In the passage on transcribing and reordering manuscript pages, reproduce everything from "For the first" down to "page just found.", word for word.

[start Supplied passage]

We proposed [Portier2009] a methodology for the construction of multi-structured documents. We add tools for documenting and managing the evolution of the terms and relations created by the users for the description of structures.

The following ideas have been conceived in the context of a digital library project that includes a group of philosophers interested by the work of Jean-Toussaint Desanti[1]. Our documents are digital images of manuscripts' pages (more than 35 000 pages). From a technical point of view, our users transcribe, annotate and reorder those pages.

The transcription is the association of the image of a manuscript's page with the digitized version of its textual content. Many levels of transcription have been defined[2]: from the diplomatic transcription whose result should be the exact copy of the manuscript (the layout of the page is retained, abbreviations are not expanded, etc.) to transcriptions that remain easy to read. However, with the rich underlying data structures of existing philological software platforms this choice can be postponed to the editorial phase when multiple versions of the transcription will be produced. Moreover, the TEI[3] defines well documented and customizable tag sets (thanks to the Roma tool that generates validators for ad-hoc customizations[4]). Finally, there are useful case studies ([Huitfeldt2004], [Gants2006], ...) of electronic editions projects. They give us perspectives on the processes of choosing a tag set, establishing encoding rules, etc. They also introduce to more general problems that most certainly appeared from the required formalization of electronic edition. For example, the two notions of representation and interpretation benefit from being presented as a conceptual continuum: "common sense" always seems to be able to distinguish between the two concepts, to draw a border, but every time we look closer this border vanishes. As a second example, the computer programs considered as tools make the interactive relationship between the user and the text explicit.

A particularity of the Jean-Toussaint Desanti Archives is the necessity of reordering the handwritten pages. In fact, we have noticed that this problem applies to many projects of electronic edition of handwritten manuscripts. Often, the pages are initially disordered: the documents may have passed through the hands of many people and lost their initial order. More importantly, for testing philological hypothesis, it is often interesting to reorder collections of pages, even though these reorderings do not correspond to explicit choices of the author. We choose two examples from the J.T.Desanti Archives in order to illustrate this problem.

For the first example, let say a user isolates the four pages of Figure 1 from a set of unclassified pages. Since three of the four pages are being numbered in their top right corner, he easily manages to reorder them. Nonetheless this reordering is to be considered as an interpretation and the original order and context must be preserved. Later, inside an other unclassified set of pages, a page is found that shares many similarities with the first page of the new four pages collection. Some researcher concludes that the newly created collection may be an alternative version of the page just found.

[end Supplied passage]
[start Material provided]

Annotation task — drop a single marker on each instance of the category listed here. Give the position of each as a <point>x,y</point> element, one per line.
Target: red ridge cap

[end Material provided]

Exercise result |
For the first example, let say a user isolates the four pages of Figure 1 from a set of unclassified pages. Since three of the four pages are being numbered in their top right corner, he easily manages to reorder them. Nonetheless this reordering is to be considered as an interpretation and the original order and context must be preserved. Later, inside an other unclassified set of pages, a page is found that shares many similarities with the first page of the new four pages collection. Some researcher concludes that the newly created collection may be an alternative version of the page just found.